━━━ Data listing

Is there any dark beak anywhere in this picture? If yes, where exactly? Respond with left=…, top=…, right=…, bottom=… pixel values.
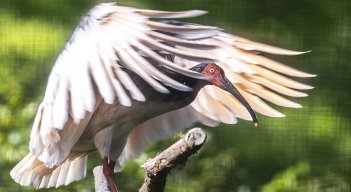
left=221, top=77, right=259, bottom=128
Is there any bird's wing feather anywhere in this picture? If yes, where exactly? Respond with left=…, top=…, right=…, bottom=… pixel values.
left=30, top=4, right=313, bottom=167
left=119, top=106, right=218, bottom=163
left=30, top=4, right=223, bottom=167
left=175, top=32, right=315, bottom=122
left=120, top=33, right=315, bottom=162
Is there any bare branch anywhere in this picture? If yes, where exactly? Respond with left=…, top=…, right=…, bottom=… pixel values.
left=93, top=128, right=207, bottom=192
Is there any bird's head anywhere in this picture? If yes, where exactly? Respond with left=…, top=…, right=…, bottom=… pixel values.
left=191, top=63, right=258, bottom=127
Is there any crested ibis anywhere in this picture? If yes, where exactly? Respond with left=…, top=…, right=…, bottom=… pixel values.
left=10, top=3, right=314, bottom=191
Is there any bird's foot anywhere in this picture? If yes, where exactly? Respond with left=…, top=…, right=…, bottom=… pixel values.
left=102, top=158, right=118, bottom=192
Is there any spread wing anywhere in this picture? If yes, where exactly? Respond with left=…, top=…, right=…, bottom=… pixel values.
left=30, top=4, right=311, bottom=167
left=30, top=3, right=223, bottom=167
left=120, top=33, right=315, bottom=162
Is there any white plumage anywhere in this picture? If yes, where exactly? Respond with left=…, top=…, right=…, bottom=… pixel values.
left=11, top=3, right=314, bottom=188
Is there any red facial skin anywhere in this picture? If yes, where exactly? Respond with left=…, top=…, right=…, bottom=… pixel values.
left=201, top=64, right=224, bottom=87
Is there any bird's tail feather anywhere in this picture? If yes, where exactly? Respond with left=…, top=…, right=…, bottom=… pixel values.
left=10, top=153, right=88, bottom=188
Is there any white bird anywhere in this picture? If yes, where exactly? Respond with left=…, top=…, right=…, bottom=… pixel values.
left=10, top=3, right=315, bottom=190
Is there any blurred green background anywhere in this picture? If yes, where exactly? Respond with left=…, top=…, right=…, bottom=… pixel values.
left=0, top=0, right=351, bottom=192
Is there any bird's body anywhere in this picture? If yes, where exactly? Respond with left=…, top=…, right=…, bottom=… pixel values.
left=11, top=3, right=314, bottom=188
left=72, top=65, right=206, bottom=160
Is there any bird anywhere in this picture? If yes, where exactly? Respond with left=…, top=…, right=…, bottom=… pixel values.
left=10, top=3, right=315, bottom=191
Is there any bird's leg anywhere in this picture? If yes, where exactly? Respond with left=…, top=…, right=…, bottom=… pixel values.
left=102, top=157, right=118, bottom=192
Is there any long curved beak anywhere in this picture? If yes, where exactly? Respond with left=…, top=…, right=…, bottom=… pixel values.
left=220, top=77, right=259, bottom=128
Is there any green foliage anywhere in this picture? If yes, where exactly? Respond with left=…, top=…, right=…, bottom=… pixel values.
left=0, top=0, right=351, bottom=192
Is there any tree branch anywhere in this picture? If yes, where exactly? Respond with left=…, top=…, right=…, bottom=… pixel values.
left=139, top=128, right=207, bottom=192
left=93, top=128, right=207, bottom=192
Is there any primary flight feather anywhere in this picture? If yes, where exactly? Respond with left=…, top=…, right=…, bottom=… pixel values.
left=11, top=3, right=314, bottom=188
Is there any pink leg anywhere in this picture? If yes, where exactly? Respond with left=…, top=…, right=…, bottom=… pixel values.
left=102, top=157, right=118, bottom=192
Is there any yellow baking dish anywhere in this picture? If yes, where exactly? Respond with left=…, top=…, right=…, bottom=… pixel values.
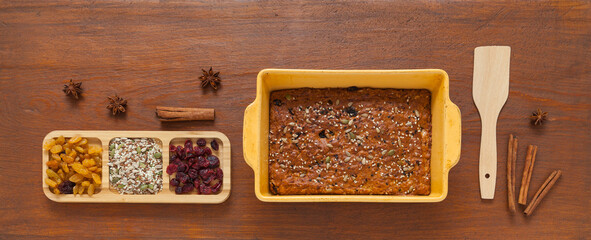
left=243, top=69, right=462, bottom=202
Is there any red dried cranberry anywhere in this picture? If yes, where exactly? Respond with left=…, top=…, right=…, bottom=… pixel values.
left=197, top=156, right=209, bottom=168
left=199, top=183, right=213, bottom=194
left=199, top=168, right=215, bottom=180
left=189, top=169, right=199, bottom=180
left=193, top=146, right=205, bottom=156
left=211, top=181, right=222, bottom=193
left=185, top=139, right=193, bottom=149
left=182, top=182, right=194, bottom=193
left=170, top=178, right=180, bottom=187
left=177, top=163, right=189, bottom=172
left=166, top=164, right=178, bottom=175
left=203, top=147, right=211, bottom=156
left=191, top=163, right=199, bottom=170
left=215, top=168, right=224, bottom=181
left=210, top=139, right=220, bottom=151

━━━━━━
━━━ Data listing

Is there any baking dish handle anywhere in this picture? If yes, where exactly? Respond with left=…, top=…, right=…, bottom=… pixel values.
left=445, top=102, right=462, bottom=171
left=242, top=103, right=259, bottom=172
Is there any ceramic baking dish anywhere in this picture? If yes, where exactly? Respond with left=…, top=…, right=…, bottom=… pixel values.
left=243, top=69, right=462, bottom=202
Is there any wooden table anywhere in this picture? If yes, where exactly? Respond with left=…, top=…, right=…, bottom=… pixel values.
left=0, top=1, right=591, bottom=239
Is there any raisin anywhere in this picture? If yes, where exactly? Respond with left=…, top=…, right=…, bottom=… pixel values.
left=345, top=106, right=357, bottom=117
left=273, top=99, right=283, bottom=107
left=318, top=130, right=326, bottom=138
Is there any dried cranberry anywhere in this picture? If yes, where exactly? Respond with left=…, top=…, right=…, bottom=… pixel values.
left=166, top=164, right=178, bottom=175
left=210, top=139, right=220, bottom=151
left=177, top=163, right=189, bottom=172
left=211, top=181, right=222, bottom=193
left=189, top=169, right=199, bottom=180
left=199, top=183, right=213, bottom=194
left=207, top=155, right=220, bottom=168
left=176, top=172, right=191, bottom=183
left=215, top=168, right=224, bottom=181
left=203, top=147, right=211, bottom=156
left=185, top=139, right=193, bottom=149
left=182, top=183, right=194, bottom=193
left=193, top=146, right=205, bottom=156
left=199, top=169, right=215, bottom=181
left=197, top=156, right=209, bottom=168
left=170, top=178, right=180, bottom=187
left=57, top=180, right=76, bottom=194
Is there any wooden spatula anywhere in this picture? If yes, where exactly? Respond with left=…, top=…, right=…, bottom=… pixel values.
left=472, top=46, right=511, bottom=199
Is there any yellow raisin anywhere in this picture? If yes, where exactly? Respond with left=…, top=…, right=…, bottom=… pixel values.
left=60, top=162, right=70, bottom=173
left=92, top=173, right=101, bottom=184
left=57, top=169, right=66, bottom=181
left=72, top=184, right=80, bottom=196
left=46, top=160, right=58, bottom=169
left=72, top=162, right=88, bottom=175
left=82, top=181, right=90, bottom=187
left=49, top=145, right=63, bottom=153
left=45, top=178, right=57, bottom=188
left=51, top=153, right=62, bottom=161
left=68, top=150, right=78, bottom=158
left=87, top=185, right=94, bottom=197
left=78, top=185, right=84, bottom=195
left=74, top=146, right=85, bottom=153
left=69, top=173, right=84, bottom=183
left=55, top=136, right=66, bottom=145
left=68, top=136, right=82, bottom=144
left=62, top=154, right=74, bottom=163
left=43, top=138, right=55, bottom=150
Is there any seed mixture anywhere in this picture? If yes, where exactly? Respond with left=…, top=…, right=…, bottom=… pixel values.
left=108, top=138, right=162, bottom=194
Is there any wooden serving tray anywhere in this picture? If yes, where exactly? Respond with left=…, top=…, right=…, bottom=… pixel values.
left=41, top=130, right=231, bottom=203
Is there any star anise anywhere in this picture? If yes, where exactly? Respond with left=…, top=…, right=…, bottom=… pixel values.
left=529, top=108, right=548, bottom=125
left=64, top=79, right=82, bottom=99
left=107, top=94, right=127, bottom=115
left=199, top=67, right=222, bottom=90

━━━━━━

* What to do:
Can you pull out the part of the listing above that opens with the line containing "Is there any star" and closes with the line containing "left=199, top=67, right=222, bottom=90", both end lines included, and reproduce each line verbatim?

* Written answer:
Is there any star anise anywhere in this picture? If yes, where exactly? Respond with left=…, top=…, right=…, bottom=… pixel values.
left=529, top=108, right=548, bottom=125
left=64, top=79, right=82, bottom=99
left=107, top=94, right=127, bottom=115
left=199, top=67, right=222, bottom=90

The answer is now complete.